> **Records**:
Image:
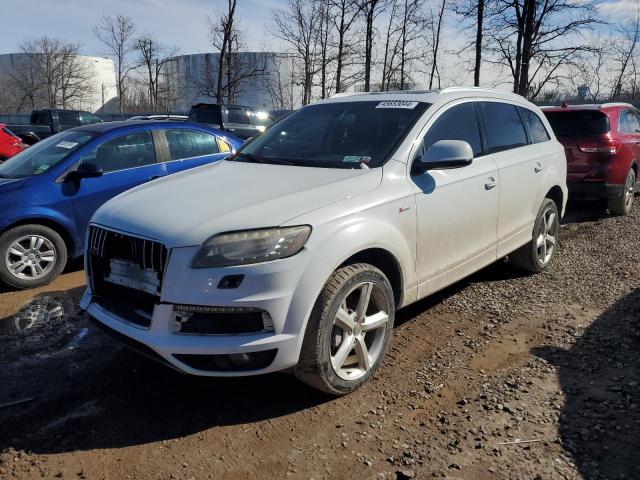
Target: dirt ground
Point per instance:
(502, 376)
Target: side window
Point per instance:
(503, 126)
(238, 116)
(537, 130)
(67, 119)
(629, 122)
(456, 123)
(223, 146)
(190, 143)
(128, 151)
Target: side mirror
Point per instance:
(445, 154)
(84, 170)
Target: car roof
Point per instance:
(604, 107)
(429, 96)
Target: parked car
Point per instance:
(47, 122)
(296, 252)
(243, 122)
(49, 192)
(174, 118)
(10, 143)
(602, 144)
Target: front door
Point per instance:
(458, 208)
(126, 160)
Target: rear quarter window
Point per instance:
(503, 125)
(537, 130)
(578, 123)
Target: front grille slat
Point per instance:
(106, 246)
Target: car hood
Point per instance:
(187, 208)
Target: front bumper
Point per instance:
(286, 289)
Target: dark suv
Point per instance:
(602, 145)
(242, 122)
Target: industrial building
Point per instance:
(23, 84)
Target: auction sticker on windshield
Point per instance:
(397, 104)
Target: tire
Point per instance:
(622, 205)
(536, 255)
(338, 352)
(23, 248)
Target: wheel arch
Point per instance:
(53, 225)
(556, 194)
(385, 261)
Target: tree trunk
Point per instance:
(479, 34)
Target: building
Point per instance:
(87, 83)
(257, 79)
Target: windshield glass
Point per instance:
(43, 155)
(338, 135)
(578, 123)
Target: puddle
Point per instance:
(39, 312)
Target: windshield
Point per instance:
(43, 155)
(578, 123)
(338, 135)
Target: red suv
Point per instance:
(10, 144)
(602, 145)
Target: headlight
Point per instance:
(251, 246)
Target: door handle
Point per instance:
(491, 184)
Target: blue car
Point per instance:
(49, 192)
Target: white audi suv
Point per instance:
(296, 252)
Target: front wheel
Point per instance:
(622, 205)
(31, 256)
(349, 330)
(536, 255)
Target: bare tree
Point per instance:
(534, 39)
(298, 25)
(436, 29)
(116, 33)
(153, 56)
(346, 13)
(370, 11)
(624, 51)
(53, 74)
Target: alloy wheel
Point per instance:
(357, 337)
(30, 257)
(547, 236)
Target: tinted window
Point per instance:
(578, 123)
(67, 118)
(190, 143)
(238, 116)
(43, 155)
(88, 119)
(340, 135)
(129, 151)
(503, 126)
(537, 130)
(456, 123)
(629, 122)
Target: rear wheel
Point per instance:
(536, 255)
(31, 256)
(349, 330)
(622, 205)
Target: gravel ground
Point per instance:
(500, 376)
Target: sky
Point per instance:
(181, 23)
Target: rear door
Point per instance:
(187, 148)
(127, 160)
(519, 165)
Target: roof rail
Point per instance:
(480, 90)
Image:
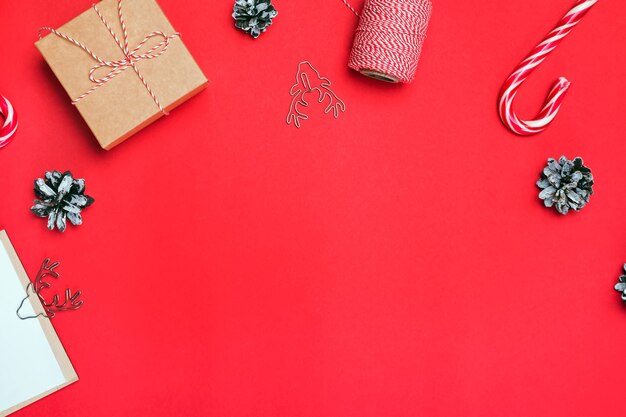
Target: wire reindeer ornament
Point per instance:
(308, 80)
(47, 270)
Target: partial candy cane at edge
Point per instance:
(537, 56)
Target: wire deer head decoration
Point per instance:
(47, 270)
(309, 80)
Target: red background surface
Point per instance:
(393, 262)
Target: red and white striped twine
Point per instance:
(537, 56)
(9, 127)
(390, 36)
(131, 56)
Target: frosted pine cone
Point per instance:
(60, 198)
(565, 184)
(254, 16)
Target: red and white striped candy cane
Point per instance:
(9, 127)
(537, 56)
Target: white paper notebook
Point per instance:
(33, 362)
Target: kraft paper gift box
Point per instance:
(108, 87)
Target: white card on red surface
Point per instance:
(33, 363)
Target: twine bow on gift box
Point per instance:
(131, 56)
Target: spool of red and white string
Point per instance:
(9, 127)
(389, 38)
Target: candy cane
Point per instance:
(537, 56)
(10, 123)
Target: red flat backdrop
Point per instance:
(393, 262)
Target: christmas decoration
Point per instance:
(60, 198)
(254, 16)
(565, 184)
(309, 80)
(621, 285)
(537, 56)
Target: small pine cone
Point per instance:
(621, 285)
(565, 184)
(254, 16)
(60, 197)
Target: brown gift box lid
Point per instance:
(123, 105)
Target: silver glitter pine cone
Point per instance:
(621, 285)
(60, 197)
(254, 16)
(565, 185)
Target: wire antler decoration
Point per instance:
(71, 302)
(308, 79)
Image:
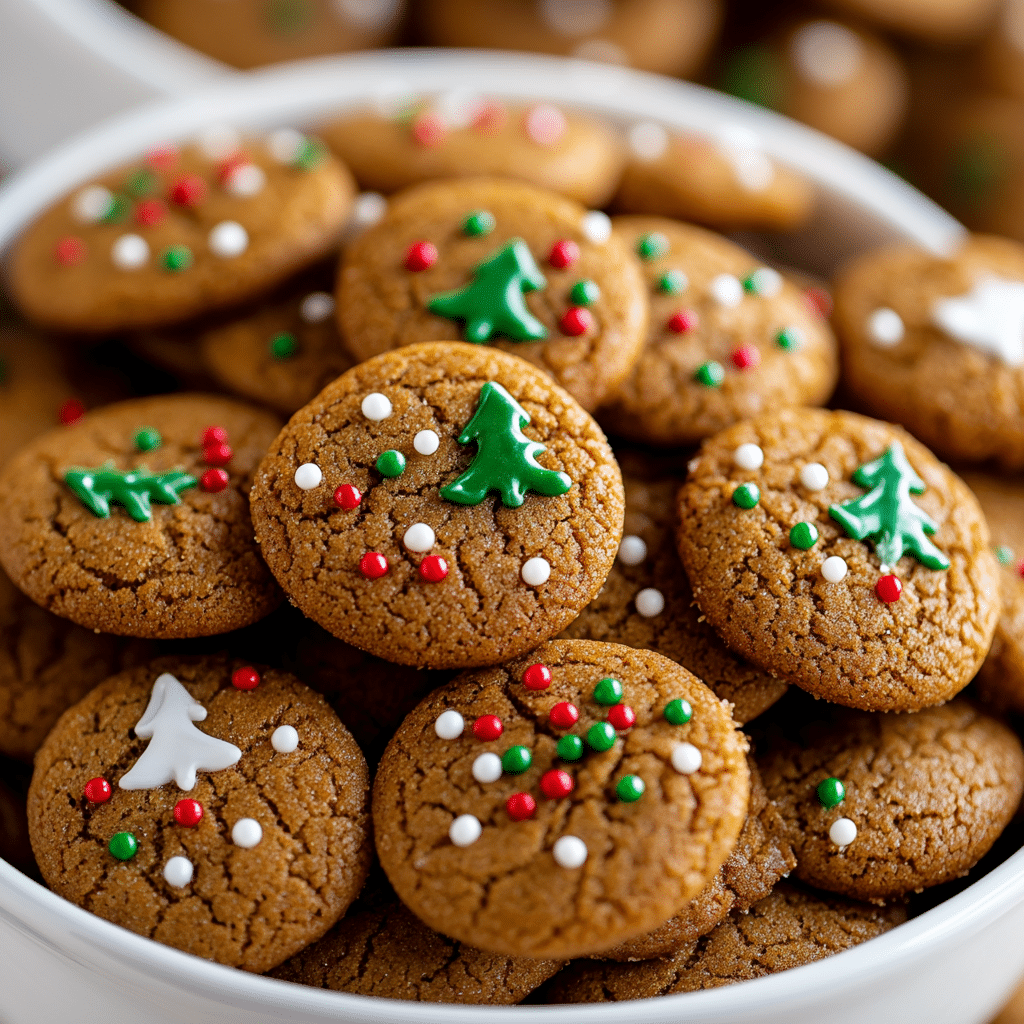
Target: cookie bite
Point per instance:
(441, 506)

> **Problem description**: Please restate, word for word, the lines from the one with "Target: candy cane" through the final line of the material, both included, and omit the pictures.

> **Answer section**:
Target: candy cane
Point per instance:
(537, 56)
(10, 123)
Target: red flat backdrop
Point per instance:
(393, 262)
Target: christmas decoration
Point per instance:
(60, 198)
(254, 16)
(565, 184)
(309, 80)
(621, 285)
(537, 56)
Target: small pine cone
Point per instance:
(621, 285)
(565, 184)
(254, 16)
(60, 197)
Target: brown gift box lid
Point per instance:
(123, 105)
Target: silver glitter pine cone
Point per instance:
(621, 285)
(60, 197)
(254, 16)
(565, 185)
Target: wire antler decoration
Point per instance:
(71, 302)
(308, 79)
Image:
Target: cookie bite
Point per instance:
(441, 506)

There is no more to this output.